(Rows from a dataset)
········
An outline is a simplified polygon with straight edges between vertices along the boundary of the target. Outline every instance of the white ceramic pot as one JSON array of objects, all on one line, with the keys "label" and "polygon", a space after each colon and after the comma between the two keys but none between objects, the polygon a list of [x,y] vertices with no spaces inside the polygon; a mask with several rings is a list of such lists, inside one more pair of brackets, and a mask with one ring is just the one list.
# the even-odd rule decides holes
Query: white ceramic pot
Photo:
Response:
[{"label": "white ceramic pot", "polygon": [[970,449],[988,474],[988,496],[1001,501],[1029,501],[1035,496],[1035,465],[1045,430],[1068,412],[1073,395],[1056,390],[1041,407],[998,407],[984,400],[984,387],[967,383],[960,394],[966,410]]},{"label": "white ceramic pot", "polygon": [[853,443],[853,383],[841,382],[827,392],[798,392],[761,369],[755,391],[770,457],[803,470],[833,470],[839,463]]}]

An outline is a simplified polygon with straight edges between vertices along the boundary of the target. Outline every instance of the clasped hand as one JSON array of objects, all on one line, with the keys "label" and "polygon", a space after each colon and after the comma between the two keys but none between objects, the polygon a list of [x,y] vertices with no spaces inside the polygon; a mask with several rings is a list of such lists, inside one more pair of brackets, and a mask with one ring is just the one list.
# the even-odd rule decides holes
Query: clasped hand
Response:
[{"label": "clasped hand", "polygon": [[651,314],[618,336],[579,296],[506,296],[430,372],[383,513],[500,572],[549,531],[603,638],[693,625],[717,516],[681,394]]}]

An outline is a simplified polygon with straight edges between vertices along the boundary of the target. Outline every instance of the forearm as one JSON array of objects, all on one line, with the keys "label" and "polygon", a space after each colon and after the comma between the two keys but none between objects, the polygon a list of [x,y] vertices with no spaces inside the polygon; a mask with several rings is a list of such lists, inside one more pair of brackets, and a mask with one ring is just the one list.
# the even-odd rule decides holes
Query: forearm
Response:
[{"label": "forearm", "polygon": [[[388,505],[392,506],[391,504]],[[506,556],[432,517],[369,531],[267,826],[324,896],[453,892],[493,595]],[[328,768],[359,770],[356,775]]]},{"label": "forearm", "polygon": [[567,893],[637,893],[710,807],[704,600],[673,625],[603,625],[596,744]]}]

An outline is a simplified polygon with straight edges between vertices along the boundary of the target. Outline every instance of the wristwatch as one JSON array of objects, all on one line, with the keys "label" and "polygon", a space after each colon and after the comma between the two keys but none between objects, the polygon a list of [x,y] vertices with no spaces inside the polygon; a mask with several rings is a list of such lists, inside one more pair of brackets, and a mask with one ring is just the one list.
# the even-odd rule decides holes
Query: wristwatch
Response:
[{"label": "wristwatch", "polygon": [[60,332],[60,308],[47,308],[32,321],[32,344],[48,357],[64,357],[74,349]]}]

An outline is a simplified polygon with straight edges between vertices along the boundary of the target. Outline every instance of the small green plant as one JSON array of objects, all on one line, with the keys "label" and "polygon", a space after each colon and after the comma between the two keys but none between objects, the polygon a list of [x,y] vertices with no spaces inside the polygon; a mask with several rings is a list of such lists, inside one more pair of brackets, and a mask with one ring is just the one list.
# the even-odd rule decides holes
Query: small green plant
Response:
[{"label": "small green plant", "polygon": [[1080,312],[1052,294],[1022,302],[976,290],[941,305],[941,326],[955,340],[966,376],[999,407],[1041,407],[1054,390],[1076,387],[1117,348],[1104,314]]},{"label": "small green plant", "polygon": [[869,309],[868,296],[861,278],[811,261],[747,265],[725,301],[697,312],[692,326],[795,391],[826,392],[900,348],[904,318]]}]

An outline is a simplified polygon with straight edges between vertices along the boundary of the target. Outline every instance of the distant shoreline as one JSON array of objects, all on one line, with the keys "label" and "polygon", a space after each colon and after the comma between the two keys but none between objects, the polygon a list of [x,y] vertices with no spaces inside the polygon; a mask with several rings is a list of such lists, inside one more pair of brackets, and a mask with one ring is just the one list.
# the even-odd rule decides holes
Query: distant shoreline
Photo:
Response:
········
Your task is to repeat every line exactly.

### THE COMPLETED TASK
An outline is a simplified polygon with straight edges between vertices along the boundary of the target. Outline every instance of the white ceramic pot as one JSON array of objects, all on one line, with the keys "label" and "polygon", a space after each colon and after the comma between the two keys but none between objects, the polygon a list of [x,y] vertices with no spaces inside the polygon; a mask with several rings is a list of such lists, inside one more pair of brackets, and a mask with one ring is just the one list.
# the even-odd rule decides holes
Query: white ceramic pot
Photo:
Response:
[{"label": "white ceramic pot", "polygon": [[970,449],[988,474],[988,496],[1001,501],[1029,501],[1035,496],[1035,465],[1045,430],[1068,412],[1073,395],[1056,390],[1041,407],[998,407],[984,400],[984,387],[967,383],[960,394],[966,410]]},{"label": "white ceramic pot", "polygon": [[853,443],[853,383],[841,382],[827,392],[798,392],[761,369],[755,391],[770,457],[803,470],[833,470],[839,463]]}]

An outline is a simplified polygon with straight edges between vertices along the boundary of the target. Outline every instance of the clasped hand as one JSON array of objects, all on one line, with the keys "label" and "polygon", a space after each colon and after the comma between the two keys but none between objects, the polygon a list of [x,y] vertices with no spaces inside the polygon; a mask with several rings is a list of such lists, inside one more pair of brackets, and a mask with one ring is just the one list.
# the even-odd rule decides holes
Query: clasped hand
Response:
[{"label": "clasped hand", "polygon": [[651,314],[618,336],[579,296],[506,296],[430,372],[383,513],[500,572],[549,531],[603,638],[693,625],[717,516],[681,394]]}]

An outline is a simplified polygon with straight edges between vertices along the boundary of the target. Outline every instance of the forearm as one JSON array of objects, all on one line, with the keys "label" and "polygon", a space after each colon and after the comma between the two keys but none between objects, the polygon a list of [x,y] vertices with no spaces inside the polygon; a mask with several rings is a list of such lists, inside one more pair of brackets, and a mask with one ring is just the one list.
# the even-odd rule decides holes
Query: forearm
Response:
[{"label": "forearm", "polygon": [[[388,505],[392,506],[391,504]],[[506,556],[432,517],[369,531],[267,826],[324,896],[453,892],[493,595]],[[328,768],[359,770],[356,775]]]},{"label": "forearm", "polygon": [[567,893],[637,893],[710,807],[704,600],[673,625],[603,625],[596,744]]}]

An outline is a simplified polygon with straight edges between vertices along the boundary of the target. Outline every instance of the wristwatch as one JSON array of objects, all on one line, with the keys "label" and "polygon", a space after each colon and after the comma between the two keys but none between objects, the polygon a list of [x,y] vertices with no spaces inside the polygon; a mask with several rings is a list of such lists, inside one more pair of brackets, and a mask with one ring is just the one list.
# the even-odd rule decides holes
Query: wristwatch
Response:
[{"label": "wristwatch", "polygon": [[60,332],[60,308],[47,308],[32,321],[32,344],[48,357],[64,357],[74,349]]}]

An outline is a simplified polygon with straight edges between vertices along the boundary of the target. Outline every instance of the small green plant as one JSON array of objects, all on one line, with the keys "label" and "polygon", a space after each colon and after the comma between the two keys but none between objects, the polygon a list of [x,y] vertices with no spaces inside the polygon; a mask with several rings is a list of such lists, inside one more pair of brackets, and a mask with one ring is just the one list.
# the even-odd rule decides holes
Query: small green plant
Response:
[{"label": "small green plant", "polygon": [[1080,312],[1052,294],[1022,302],[976,290],[941,305],[941,326],[955,340],[966,376],[999,407],[1041,407],[1054,390],[1076,387],[1117,348],[1104,314]]},{"label": "small green plant", "polygon": [[869,309],[868,296],[861,278],[811,261],[747,265],[725,301],[697,312],[692,326],[795,391],[826,392],[900,348],[904,318]]}]

An outline is a simplified polygon with straight edges between vertices along the boundary of the target. Outline every instance of the distant shoreline as one JSON array of objects, all on one line, with the keys "label" and "polygon", a space after each colon and after the comma between the two keys but none between objects, the polygon a list of [x,y] vertices with no spaces inside the polygon; a mask with several rings is a list of such lists, inside one more pair of brackets, and a mask with one ring is just the one list.
# the even-odd rule decides holes
Query: distant shoreline
Photo:
Response:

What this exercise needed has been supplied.